PASSAGE TO READ >>
====

Monday, January 5, 2009

Beating the safety drum

This is the year I learn to drum, all you have to do is get some rhythm, you don't even have to be able to carry a tune. In the meantime lets beat a familiar drum, the road safety tune. It is good news that festive season fatalities are down from 2007 to 2008. The Arrive Alive website quotes Trafffic Department figures of 885 deaths from the beginning of December 2008 as opposed to 1535 in 2007. This is a reduction of almost half and evidence of a successful road safety campaign. Reasons for this could be increased presence of traffic officers, road blocks, and tougher penalties on drunk drivers plus an intensive road safety campaign. Traffic authorities have indeed been out in force, checking sobriety, licences and road worthiness, all of which seem to have had the effect of reducing accidents and keeping the inebriated off the roads.
New Years Eve in Pietermaritzburg saw revellers waiting an hour for taxi's, and there were very few private cars on the roads. Many people chose house parties, or braai's to see in the new year. The fear of being caught under the influence, and spending a night in jail has been fairly effective in changing behaviour. The penalties are high, up to 6 years in prison, forfeit your vehicle, and a fine of up to R120 000.
Perhaps economic woes have played a role in that fewer people could afford to go on holiday, with disposable incomes squeezed in the credit crunch.

====

SUPPLIED MATERIAL >>
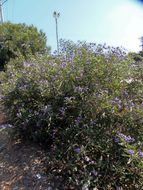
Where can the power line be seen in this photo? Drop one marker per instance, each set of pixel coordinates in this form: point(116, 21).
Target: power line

====

ACTION ITEM A >> Retype the part of the road safety post between "Monday, January 5, 2009" and "off the roads.", inclusive.
ACTION ITEM B >> In the road safety post, how long did revellers in Pietermaritzburg wait for taxis on New Years Eve?
ACTION ITEM C >> Proceed with the road safety post, picking up after its final sentence.
The material has no connection to the road safety post.

YOUR RESPONSE A >>
Monday, January 5, 2009

Beating the safety drum

This is the year I learn to drum, all you have to do is get some rhythm, you don't even have to be able to carry a tune. In the meantime lets beat a familiar drum, the road safety tune. It is good news that festive season fatalities are down from 2007 to 2008. The Arrive Alive website quotes Trafffic Department figures of 885 deaths from the beginning of December 2008 as opposed to 1535 in 2007. This is a reduction of almost half and evidence of a successful road safety campaign. Reasons for this could be increased presence of traffic officers, road blocks, and tougher penalties on drunk drivers plus an intensive road safety campaign. Traffic authorities have indeed been out in force, checking sobriety, licences and road worthiness, all of which seem to have had the effect of reducing accidents and keeping the inebriated off the roads.

YOUR RESPONSE B >> An hour.

YOUR RESPONSE C >>
It seems that zero tolerance is effective in controlling road crime and I wonder whether it will be adopted as policy for other crimes. The broken window theory of zero tolerance worked in New York, where petty crimes such as littering, and graffitti were viewed as symptoms of larger, more serious crimes and were dealt with harshly. Oddly enough clamping down on petty crime coincided with a reduction in murders. Stiffer penalties are needed as deterants, especially when it comes to our national shame, the shocking numbers of rapes of women children and men, and a apparent national tolerance of violence against women in particular. Penalties should be so harsh, that committing these crimes becomes unthinkable. While life in prison is perhaps not a deterent for hardened criminals, in South Africa's overburdened prisons it is likely to be "nasty, brutish ans short", and society will at least be protected from these predators.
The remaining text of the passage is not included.